_TEXT PROVIDED:_
+ + + +

Sometimes women with a higher risk of developing breast cancer may benefit from more thorough screening. Examples of higher risk would include women who carry a strong genetic predisposition to breast cancer, such as carriers of a BRCA1 or BRCA2 mutation, women with dense breasts (making mammography difficult), and those who have a first-degree relative with breast cancer. Breast MRI may be offered to such women in addition to annual mammography to decrease the risk of interval breast cancers.
Patients should discuss with their providers if Breast MRI is right for them. To schedule an appointment with a provider in our high-risk clinic, please call (401) 453-7540. Breast MRI is a very sensitive imaging study and may further help to find cancer at the earliest, most curable stages in these high-risk women. Because its findings are less specific, breast MRI may find lesions defined as potentially suspicious, but which prove to be benign. Therefore, it is not a screening device for the “average risk” woman in the general population.
Several other roles for breast MRI are evolving and further demonstrate its importance as an imaging device. Data from clinical trials demonstrate that breast MRI is helpful in defining second primary breast cancers in the same or opposite breast at the time of initial diagnosis. Therefore, the American Cancer Society has recommended that all women diagnosed with breast cancer undergo an MRI at the time of diagnosis. In the setting of locally advanced breast cancer, when chemotherapy or hormonal therapy is given before definitive surgery, breast MRI is critical in evaluating response to treatment before surgery. Breast MRI also helps define the extent of disease and can influence decisions regarding the most appropriate surgical procedure. As experience increases with breast MRI, noninvasive breast malignancies, such as DCIS, are being characterized and detected through MRI.

+ + + +

(Point location data)
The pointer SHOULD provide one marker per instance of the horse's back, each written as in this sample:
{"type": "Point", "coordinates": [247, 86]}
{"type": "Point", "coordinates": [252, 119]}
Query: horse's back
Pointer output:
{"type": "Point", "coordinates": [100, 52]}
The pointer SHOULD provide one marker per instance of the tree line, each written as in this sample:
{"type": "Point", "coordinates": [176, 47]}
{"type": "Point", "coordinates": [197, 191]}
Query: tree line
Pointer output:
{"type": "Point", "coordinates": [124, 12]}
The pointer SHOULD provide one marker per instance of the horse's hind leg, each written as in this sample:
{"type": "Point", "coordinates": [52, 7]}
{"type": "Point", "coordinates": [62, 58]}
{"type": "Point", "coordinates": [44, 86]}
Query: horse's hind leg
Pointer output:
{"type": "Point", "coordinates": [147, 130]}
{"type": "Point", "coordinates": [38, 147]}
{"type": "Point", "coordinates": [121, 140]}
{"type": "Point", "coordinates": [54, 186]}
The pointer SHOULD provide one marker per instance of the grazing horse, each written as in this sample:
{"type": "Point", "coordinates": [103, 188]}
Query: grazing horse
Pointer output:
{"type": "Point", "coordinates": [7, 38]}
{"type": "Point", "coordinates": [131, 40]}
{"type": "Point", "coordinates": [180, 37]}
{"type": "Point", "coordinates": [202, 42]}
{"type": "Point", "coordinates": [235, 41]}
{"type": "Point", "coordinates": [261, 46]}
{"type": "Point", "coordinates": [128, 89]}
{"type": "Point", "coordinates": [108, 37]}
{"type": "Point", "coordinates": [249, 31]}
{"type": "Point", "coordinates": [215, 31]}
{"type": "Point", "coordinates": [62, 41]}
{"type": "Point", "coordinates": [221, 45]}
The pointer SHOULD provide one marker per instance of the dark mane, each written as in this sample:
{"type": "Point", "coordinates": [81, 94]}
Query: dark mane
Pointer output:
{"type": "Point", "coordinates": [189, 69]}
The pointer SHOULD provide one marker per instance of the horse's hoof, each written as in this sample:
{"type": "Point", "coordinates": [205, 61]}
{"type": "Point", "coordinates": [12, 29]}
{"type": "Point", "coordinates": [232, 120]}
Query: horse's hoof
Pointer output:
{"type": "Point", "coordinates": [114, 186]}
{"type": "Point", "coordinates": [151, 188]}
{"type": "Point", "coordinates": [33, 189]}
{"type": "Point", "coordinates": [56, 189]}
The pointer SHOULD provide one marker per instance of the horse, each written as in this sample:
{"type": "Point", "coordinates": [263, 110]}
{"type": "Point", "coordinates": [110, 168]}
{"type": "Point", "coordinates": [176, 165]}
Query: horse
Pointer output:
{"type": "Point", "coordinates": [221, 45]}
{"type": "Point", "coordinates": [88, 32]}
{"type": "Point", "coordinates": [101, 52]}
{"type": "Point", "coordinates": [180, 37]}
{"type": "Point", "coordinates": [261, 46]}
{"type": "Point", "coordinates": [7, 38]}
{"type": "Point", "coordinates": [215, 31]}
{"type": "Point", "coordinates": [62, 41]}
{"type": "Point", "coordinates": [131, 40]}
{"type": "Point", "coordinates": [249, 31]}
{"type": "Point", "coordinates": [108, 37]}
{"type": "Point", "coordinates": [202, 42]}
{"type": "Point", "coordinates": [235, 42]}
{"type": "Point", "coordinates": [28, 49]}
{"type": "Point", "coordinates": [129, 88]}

+ + + +

_PROBLEM REQUIREMENTS:_ According to the breast MRI text, what has the American Cancer Society recommended?

_RESULT BELOW:_ All women diagnosed with breast cancer should undergo an MRI at the time of diagnosis.